══ EXTRACT PROVIDED
So lets see if this seasonal pattern holds for every region in the Baltic Sea later in 3.1.2.
The only difference to the previous approach on the sea surface conditions is how we extract the values for the bottom layer, which will be described in the following:
# 1st, we filter the shallow stations and then all measurements that are 10m above the bottom
bot_lay <- hydro %>%
filter(depth > 30, pres >= (depth-10)) %>%
# complete.cases returns a logical vector indicating which cases are complete
mutate(comp_case = complete.cases(.$temp, .$sal, .$doxy)) %>%
group_by(cruise, station, date_time, fmonth) %>%
summarise(
temp = mean(temp, na.rm = TRUE),
sal = mean(sal, na.rm = TRUE),
doxy = mean(doxy, na.rm = TRUE),
n = n(),
n_all3 = sum(comp_case)
)
print(bot_lay, n = 5)
## # A tibble: 1,537 x 9
## # Groups: cruise, station, date_time [?]
## cruise station date_time fmonth temp sal doxy n n_all3
## <chr> <chr> <dttm> <fct> <dbl> <dbl> <dbl> <int> <int>
## 1 ???? 0247 2015-02-17 09:54:00 Feb 4.36 13.2 5.60 3 3
## 2 ???? 0793 2015-06-12 08:15:00 Jun 6.99 19.0 1.45 5 4
## 3 ???? 1133 2015-08-03 08:06:00 Aug NaN 19.3 0.88 3 0
## 4 ???? 1321 2015-08-20 10:37:00 Aug 10.2 10.6 2.96 4 4
## 5 ???? 1383 2015-08-31 08:21:00 Aug 6.98 19.0 1.25 5 4
## # ... with 1,532 more rows
Now we proceed as we did for the surface conditions…
The oxygen condition do not vary so much from the surface condition (slight increase in spring followed by a drop in summer and an increase again towards autumn). But differences in salinity condition are much stronger between months at the bottom, although it does not follow a seasonal trend. The differences here are most probably driven by the irregular sampling design. If you recall, in September and November, sampling took mainly place in the South around the Bornholm basin. The Southern and Western Baltic Sea towards the entrance is more saline, particularly at the bottom. A higher sample size in this region does therefore impact the calculation of an overall salinity mean.
════
══ DATASET ENTRIES
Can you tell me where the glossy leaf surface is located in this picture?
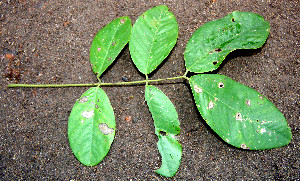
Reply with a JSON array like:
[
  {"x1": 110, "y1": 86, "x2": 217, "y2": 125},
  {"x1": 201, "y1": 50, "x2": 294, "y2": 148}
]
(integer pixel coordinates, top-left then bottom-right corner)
[
  {"x1": 145, "y1": 85, "x2": 182, "y2": 177},
  {"x1": 129, "y1": 5, "x2": 178, "y2": 74},
  {"x1": 189, "y1": 74, "x2": 292, "y2": 150},
  {"x1": 184, "y1": 11, "x2": 270, "y2": 73},
  {"x1": 68, "y1": 87, "x2": 116, "y2": 166},
  {"x1": 90, "y1": 16, "x2": 131, "y2": 77}
]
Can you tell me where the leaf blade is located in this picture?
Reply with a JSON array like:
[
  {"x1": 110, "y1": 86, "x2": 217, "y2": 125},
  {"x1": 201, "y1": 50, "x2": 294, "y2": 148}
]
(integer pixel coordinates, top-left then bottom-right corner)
[
  {"x1": 129, "y1": 5, "x2": 178, "y2": 74},
  {"x1": 90, "y1": 16, "x2": 131, "y2": 77},
  {"x1": 68, "y1": 87, "x2": 116, "y2": 166},
  {"x1": 145, "y1": 85, "x2": 182, "y2": 177},
  {"x1": 184, "y1": 11, "x2": 270, "y2": 73},
  {"x1": 190, "y1": 74, "x2": 292, "y2": 150}
]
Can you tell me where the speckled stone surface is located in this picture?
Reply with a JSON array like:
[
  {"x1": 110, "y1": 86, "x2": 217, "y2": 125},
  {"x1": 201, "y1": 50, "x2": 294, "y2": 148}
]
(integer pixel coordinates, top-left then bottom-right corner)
[{"x1": 0, "y1": 0, "x2": 300, "y2": 180}]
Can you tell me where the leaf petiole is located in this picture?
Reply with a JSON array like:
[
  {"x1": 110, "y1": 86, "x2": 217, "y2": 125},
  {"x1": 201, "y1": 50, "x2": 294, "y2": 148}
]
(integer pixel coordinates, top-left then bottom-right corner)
[{"x1": 7, "y1": 75, "x2": 188, "y2": 88}]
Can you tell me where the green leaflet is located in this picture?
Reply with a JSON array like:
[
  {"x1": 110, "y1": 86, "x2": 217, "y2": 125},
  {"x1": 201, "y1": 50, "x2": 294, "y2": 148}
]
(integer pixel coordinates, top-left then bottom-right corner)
[
  {"x1": 90, "y1": 16, "x2": 131, "y2": 77},
  {"x1": 184, "y1": 11, "x2": 270, "y2": 73},
  {"x1": 189, "y1": 74, "x2": 292, "y2": 150},
  {"x1": 68, "y1": 87, "x2": 116, "y2": 166},
  {"x1": 129, "y1": 5, "x2": 178, "y2": 74},
  {"x1": 145, "y1": 85, "x2": 182, "y2": 177}
]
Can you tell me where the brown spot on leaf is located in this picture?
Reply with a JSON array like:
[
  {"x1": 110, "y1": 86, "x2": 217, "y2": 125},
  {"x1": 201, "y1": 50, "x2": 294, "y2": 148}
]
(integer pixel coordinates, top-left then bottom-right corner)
[
  {"x1": 194, "y1": 84, "x2": 203, "y2": 94},
  {"x1": 207, "y1": 101, "x2": 214, "y2": 109},
  {"x1": 235, "y1": 113, "x2": 243, "y2": 121},
  {"x1": 98, "y1": 123, "x2": 115, "y2": 135},
  {"x1": 218, "y1": 82, "x2": 224, "y2": 88},
  {"x1": 78, "y1": 96, "x2": 88, "y2": 103}
]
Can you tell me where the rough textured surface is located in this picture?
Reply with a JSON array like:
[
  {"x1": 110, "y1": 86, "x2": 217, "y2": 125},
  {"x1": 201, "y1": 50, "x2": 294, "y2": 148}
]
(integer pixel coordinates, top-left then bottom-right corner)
[{"x1": 0, "y1": 0, "x2": 300, "y2": 180}]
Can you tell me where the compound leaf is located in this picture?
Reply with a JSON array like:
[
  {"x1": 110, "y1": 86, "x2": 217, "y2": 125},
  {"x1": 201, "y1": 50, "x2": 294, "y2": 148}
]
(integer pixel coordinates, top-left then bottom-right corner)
[
  {"x1": 90, "y1": 16, "x2": 131, "y2": 77},
  {"x1": 156, "y1": 134, "x2": 182, "y2": 177},
  {"x1": 189, "y1": 74, "x2": 292, "y2": 150},
  {"x1": 184, "y1": 11, "x2": 270, "y2": 73},
  {"x1": 68, "y1": 87, "x2": 116, "y2": 166},
  {"x1": 129, "y1": 5, "x2": 178, "y2": 74},
  {"x1": 145, "y1": 85, "x2": 182, "y2": 177}
]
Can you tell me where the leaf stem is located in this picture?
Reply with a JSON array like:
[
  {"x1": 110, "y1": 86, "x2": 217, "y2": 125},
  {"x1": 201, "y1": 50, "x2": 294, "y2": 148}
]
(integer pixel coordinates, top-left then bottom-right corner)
[{"x1": 7, "y1": 75, "x2": 187, "y2": 88}]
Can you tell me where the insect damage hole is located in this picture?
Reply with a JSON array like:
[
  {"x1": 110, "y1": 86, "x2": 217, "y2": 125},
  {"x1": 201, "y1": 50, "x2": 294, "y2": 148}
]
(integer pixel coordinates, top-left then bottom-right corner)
[
  {"x1": 241, "y1": 143, "x2": 250, "y2": 150},
  {"x1": 194, "y1": 84, "x2": 203, "y2": 94},
  {"x1": 208, "y1": 48, "x2": 222, "y2": 54},
  {"x1": 235, "y1": 113, "x2": 243, "y2": 121},
  {"x1": 207, "y1": 101, "x2": 214, "y2": 109},
  {"x1": 98, "y1": 123, "x2": 115, "y2": 135},
  {"x1": 213, "y1": 60, "x2": 219, "y2": 65},
  {"x1": 246, "y1": 99, "x2": 251, "y2": 106},
  {"x1": 159, "y1": 131, "x2": 167, "y2": 136},
  {"x1": 81, "y1": 111, "x2": 94, "y2": 119},
  {"x1": 78, "y1": 96, "x2": 88, "y2": 103},
  {"x1": 120, "y1": 19, "x2": 125, "y2": 24},
  {"x1": 218, "y1": 82, "x2": 224, "y2": 88}
]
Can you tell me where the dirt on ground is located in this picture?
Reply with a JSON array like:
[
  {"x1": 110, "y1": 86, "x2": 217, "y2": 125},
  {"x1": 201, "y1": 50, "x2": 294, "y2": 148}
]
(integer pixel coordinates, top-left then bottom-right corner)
[{"x1": 0, "y1": 0, "x2": 300, "y2": 180}]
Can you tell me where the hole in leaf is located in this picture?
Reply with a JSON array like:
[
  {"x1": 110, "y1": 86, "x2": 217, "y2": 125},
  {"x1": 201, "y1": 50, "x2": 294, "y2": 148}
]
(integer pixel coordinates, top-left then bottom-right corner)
════
* _SET EXERCISE_:
Set down the part of the Baltic Sea bottom-layer text that begins at the words "The only difference" and stops after "n_all3 = sum(comp_case)". These entries come from a different source than the text.

* _EXERCISE RESPONSE_:
The only difference to the previous approach on the sea surface conditions is how we extract the values for the bottom layer, which will be described in the following:
# 1st, we filter the shallow stations and then all measurements that are 10m above the bottom
bot_lay <- hydro %>%
filter(depth > 30, pres >= (depth-10)) %>%
# complete.cases returns a logical vector indicating which cases are complete
mutate(comp_case = complete.cases(.$temp, .$sal, .$doxy)) %>%
group_by(cruise, station, date_time, fmonth) %>%
summarise(
temp = mean(temp, na.rm = TRUE),
sal = mean(sal, na.rm = TRUE),
doxy = mean(doxy, na.rm = TRUE),
n = n(),
n_all3 = sum(comp_case)